*** WORKING DATA Section Begins ***

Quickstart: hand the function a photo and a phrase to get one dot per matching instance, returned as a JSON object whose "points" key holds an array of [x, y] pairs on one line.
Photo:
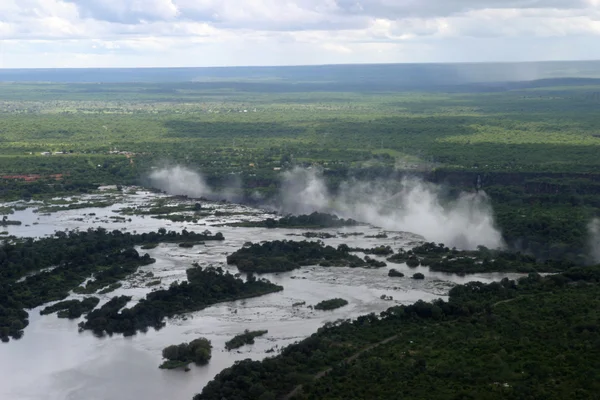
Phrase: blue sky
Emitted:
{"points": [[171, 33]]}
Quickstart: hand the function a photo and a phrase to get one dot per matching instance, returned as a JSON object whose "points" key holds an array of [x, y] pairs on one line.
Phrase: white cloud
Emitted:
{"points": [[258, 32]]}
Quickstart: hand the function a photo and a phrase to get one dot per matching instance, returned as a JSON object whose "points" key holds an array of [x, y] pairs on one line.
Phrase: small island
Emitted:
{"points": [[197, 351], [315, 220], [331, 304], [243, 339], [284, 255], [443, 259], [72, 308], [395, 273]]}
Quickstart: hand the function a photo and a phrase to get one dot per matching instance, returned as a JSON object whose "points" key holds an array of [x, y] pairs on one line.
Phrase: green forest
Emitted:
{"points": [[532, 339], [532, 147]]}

*** WORKING DATA Section Ends ***

(EXERCISE GOAL)
Take the whole listing above and copy it exactly. Pictures do not go into the copy.

(THE ANSWER)
Quickstart: hand the function a photo and a phrase to get one dot per matching instance, returned as a JSON object whose "points" key holds an array of [x, y] pairs on one line.
Photo:
Phrase: blue sky
Emitted:
{"points": [[171, 33]]}
Quickstart: hand the function a photo and a phrase to get one dot per matching instance, returned as a JSON object whose "points" key holds an array of [x, y] pairs on one line.
Phrase: white cloud
Emitted:
{"points": [[258, 32]]}
Quickstart: hand the function a photo and a phrase to get one dot per matching instance, returned as a JSON object whose "points" key holds an array of [x, y] pairs on one line.
Phrase: small island
Emitted:
{"points": [[197, 351], [315, 220], [331, 304], [243, 339], [284, 255], [443, 259], [72, 308], [395, 273]]}
Quickstart: hand the function a photo and a phrase to get one dot per matching instance, returned as a JSON object whose "points" key holds an array of [x, y] pairs on one line.
Phrase: green forest
Emitted:
{"points": [[532, 339], [532, 147]]}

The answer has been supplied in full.